- _Task inputs_
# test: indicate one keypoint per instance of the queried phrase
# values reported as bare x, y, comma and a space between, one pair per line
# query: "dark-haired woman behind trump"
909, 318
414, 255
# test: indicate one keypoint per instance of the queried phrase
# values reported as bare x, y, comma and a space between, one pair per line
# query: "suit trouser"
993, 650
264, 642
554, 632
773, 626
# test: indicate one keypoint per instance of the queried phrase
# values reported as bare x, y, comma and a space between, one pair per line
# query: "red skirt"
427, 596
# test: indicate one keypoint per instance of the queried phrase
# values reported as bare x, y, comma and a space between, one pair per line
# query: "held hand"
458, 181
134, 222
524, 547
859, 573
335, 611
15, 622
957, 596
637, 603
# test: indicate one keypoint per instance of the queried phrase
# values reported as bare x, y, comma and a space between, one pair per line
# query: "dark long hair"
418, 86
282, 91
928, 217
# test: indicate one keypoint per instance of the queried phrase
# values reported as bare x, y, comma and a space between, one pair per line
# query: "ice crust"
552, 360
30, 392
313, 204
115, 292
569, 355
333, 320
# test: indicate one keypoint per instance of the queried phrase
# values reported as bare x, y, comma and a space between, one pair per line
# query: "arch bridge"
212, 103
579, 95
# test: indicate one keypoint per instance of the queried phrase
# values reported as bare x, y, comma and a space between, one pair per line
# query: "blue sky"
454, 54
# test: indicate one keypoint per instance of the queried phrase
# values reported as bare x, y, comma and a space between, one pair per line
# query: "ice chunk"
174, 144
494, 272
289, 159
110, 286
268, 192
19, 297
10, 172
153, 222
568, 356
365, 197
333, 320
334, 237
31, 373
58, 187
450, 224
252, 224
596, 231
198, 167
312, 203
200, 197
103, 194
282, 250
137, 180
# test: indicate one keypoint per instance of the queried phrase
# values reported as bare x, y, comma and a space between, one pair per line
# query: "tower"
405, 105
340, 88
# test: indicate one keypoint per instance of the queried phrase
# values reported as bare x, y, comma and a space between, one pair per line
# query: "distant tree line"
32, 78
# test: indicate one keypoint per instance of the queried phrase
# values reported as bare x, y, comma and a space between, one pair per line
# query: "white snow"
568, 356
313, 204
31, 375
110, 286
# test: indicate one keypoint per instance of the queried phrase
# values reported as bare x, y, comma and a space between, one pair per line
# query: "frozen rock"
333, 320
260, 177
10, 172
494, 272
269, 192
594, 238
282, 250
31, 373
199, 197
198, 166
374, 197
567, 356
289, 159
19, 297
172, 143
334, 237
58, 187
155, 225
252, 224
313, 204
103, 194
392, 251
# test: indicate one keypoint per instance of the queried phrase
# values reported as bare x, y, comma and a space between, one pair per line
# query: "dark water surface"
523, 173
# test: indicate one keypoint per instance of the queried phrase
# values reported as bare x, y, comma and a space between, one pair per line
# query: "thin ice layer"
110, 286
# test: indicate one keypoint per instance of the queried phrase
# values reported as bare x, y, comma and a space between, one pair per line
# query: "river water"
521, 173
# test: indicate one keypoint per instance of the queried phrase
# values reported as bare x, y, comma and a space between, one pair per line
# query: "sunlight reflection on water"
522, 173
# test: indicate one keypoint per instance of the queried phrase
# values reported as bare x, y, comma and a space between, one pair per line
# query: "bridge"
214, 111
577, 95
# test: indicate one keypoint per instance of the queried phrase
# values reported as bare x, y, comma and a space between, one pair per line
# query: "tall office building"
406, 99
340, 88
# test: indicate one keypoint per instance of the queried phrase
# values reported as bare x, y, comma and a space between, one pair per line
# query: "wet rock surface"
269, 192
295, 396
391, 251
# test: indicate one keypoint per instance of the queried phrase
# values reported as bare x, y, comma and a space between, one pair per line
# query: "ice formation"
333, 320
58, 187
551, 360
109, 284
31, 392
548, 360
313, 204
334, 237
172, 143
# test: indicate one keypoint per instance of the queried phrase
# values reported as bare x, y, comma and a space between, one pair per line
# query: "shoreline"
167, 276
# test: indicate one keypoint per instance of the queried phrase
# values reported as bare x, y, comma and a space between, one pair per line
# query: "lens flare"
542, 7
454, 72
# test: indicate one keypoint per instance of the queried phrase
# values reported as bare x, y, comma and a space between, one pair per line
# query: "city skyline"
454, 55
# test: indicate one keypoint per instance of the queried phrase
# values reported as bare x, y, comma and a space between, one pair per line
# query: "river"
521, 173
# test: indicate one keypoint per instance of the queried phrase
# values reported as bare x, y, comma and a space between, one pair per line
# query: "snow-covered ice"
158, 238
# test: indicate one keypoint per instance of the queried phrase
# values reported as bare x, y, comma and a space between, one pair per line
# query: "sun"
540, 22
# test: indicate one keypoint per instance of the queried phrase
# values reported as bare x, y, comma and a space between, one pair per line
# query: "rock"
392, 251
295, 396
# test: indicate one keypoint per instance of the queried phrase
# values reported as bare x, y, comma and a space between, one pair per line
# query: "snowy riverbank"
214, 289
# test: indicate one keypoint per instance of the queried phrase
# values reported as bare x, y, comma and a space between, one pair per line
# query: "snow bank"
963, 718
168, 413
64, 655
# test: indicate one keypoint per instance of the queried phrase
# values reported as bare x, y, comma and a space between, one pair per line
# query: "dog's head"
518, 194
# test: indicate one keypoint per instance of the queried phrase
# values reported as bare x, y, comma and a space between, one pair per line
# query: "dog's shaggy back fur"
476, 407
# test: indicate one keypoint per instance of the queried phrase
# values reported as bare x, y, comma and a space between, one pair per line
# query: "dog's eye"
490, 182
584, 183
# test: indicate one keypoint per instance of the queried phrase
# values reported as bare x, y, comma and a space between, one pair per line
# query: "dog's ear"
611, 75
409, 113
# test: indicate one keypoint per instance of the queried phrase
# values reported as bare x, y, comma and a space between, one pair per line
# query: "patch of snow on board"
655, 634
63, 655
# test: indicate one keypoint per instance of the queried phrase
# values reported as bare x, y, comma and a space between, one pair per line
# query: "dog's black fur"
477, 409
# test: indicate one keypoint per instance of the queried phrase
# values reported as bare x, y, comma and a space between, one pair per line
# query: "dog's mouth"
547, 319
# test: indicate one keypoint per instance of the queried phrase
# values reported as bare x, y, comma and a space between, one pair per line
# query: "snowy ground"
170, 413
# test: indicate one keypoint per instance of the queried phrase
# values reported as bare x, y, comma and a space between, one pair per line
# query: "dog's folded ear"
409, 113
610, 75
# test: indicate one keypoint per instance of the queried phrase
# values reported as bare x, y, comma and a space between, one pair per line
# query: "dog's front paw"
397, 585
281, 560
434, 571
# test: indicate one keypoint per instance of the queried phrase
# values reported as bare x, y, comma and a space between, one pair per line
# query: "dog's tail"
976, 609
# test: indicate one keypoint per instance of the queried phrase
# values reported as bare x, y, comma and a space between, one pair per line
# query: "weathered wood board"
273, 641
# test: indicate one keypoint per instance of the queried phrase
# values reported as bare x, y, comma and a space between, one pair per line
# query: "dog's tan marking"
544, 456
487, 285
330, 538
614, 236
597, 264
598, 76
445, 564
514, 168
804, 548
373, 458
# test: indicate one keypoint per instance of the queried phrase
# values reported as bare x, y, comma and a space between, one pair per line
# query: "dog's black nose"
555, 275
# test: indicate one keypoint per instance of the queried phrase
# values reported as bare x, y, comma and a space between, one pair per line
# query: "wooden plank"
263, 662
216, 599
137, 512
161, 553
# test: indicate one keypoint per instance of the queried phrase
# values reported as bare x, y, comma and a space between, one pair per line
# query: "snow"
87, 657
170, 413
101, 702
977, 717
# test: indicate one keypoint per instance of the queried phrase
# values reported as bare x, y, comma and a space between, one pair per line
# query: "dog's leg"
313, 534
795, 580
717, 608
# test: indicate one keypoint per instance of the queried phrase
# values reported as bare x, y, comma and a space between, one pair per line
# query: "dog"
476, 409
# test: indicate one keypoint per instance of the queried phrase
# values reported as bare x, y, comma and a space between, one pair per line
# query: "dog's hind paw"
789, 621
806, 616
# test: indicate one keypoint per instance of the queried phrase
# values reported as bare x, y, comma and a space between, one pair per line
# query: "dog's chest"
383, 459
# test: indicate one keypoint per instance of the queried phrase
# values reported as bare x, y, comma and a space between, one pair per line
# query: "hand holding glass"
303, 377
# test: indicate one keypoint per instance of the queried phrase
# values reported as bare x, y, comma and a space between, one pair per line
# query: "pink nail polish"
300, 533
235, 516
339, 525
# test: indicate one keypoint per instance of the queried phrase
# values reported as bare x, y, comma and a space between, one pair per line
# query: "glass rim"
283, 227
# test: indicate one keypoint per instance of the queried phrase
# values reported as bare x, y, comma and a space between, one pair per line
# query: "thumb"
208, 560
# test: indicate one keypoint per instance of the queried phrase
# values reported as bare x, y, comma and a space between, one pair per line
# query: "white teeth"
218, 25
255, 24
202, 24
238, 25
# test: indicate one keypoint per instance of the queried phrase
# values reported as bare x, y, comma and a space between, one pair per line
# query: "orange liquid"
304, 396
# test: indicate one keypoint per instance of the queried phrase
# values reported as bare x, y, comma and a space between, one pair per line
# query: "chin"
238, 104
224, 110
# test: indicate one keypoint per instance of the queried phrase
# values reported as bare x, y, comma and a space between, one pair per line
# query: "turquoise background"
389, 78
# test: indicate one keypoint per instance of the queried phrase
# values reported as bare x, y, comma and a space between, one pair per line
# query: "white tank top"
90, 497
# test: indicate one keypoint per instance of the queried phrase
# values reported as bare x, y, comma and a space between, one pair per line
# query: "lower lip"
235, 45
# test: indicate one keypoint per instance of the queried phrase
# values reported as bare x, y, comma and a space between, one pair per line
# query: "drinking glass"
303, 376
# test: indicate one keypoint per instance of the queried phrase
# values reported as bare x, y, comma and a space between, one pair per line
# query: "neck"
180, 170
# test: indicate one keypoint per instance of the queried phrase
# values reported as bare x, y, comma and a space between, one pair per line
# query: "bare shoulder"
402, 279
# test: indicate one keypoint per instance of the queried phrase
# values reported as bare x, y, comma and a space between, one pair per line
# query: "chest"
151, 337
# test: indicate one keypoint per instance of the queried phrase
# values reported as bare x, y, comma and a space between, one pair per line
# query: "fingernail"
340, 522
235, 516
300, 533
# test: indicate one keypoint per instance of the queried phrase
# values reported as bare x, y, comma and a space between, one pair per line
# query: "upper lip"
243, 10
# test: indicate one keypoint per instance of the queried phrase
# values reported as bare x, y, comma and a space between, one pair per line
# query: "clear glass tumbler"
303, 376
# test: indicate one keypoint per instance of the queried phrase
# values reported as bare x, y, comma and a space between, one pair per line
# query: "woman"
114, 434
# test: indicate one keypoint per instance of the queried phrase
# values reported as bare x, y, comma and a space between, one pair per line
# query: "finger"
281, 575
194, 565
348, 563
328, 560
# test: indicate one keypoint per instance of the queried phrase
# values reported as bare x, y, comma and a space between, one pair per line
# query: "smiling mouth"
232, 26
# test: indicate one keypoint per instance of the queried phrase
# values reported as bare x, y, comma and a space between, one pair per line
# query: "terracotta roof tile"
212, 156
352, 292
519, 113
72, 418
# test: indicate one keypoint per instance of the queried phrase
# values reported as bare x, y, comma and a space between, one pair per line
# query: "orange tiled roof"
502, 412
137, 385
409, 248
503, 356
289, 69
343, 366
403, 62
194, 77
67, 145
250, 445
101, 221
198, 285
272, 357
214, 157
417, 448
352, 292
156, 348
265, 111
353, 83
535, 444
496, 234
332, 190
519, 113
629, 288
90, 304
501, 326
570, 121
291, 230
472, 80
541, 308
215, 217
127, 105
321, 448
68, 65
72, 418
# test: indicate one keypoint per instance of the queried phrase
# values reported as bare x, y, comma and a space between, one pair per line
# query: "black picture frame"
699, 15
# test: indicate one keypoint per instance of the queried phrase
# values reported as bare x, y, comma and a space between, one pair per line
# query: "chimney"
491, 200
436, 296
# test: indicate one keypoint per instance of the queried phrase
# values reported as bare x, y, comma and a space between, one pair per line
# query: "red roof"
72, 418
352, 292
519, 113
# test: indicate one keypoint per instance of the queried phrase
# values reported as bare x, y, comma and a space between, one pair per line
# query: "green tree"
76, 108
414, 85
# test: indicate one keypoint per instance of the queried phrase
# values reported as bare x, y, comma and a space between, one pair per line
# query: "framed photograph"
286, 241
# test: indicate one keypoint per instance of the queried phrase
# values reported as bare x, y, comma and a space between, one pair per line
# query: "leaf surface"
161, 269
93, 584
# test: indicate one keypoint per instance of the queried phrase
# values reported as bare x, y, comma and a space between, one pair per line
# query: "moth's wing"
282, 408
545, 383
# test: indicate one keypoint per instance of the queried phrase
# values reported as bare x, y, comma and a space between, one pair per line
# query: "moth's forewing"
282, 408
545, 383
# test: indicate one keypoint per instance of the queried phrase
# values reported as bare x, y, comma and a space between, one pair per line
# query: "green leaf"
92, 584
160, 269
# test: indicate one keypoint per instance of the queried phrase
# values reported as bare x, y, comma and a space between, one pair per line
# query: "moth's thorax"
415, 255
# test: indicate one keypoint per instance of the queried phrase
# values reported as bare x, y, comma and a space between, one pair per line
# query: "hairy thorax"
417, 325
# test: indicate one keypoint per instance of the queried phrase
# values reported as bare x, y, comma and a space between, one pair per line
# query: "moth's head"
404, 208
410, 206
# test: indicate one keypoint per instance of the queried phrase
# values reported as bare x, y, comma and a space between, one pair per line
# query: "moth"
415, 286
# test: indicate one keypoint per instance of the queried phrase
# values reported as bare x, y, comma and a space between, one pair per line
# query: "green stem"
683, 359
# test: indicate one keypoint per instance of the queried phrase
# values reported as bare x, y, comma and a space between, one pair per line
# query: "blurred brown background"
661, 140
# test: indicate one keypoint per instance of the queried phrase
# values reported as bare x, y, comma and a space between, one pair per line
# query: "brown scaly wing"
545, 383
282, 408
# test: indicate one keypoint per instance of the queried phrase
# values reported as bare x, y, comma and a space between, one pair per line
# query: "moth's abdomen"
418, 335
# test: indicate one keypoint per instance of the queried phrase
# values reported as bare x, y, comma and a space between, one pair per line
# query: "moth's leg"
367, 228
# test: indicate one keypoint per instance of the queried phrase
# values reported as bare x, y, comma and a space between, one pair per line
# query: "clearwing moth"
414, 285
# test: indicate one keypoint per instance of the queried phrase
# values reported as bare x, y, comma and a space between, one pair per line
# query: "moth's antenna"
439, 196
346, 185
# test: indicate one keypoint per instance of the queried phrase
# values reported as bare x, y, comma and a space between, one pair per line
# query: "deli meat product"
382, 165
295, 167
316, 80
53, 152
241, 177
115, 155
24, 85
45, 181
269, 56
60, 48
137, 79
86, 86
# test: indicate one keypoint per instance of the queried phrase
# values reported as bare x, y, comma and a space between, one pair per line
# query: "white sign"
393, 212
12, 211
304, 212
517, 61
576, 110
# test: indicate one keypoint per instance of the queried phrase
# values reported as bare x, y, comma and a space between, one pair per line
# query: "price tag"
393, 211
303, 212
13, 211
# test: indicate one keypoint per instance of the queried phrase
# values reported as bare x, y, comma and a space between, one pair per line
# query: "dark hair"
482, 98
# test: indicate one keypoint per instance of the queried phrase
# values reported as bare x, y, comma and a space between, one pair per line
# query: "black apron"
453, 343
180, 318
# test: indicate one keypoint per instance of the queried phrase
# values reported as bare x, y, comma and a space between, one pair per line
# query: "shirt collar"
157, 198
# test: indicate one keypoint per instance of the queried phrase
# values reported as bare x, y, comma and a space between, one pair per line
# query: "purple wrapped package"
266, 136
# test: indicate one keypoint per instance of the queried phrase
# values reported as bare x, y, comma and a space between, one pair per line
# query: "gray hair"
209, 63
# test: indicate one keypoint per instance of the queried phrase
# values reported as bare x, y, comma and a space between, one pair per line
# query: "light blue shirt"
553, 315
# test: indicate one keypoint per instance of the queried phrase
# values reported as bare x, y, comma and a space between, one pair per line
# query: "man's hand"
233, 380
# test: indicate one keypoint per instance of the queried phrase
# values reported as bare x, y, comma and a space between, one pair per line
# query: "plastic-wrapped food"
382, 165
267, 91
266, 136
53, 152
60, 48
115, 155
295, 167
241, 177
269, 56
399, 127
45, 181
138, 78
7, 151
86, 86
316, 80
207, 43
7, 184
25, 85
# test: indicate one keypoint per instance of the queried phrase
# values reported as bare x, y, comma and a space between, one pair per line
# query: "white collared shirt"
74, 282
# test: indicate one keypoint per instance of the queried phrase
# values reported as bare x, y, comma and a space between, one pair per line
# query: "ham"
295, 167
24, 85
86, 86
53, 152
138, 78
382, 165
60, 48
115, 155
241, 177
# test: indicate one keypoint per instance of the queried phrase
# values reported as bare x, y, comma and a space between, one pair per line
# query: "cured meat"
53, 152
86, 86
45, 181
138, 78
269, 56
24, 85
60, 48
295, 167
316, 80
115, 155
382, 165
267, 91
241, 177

- _Job_
Please pull out every line in the material that contains the string "rock". Case counts.

- _Solved exercise_
# query: "frozen rock"
# query: "wet rock surface"
# query: "rock"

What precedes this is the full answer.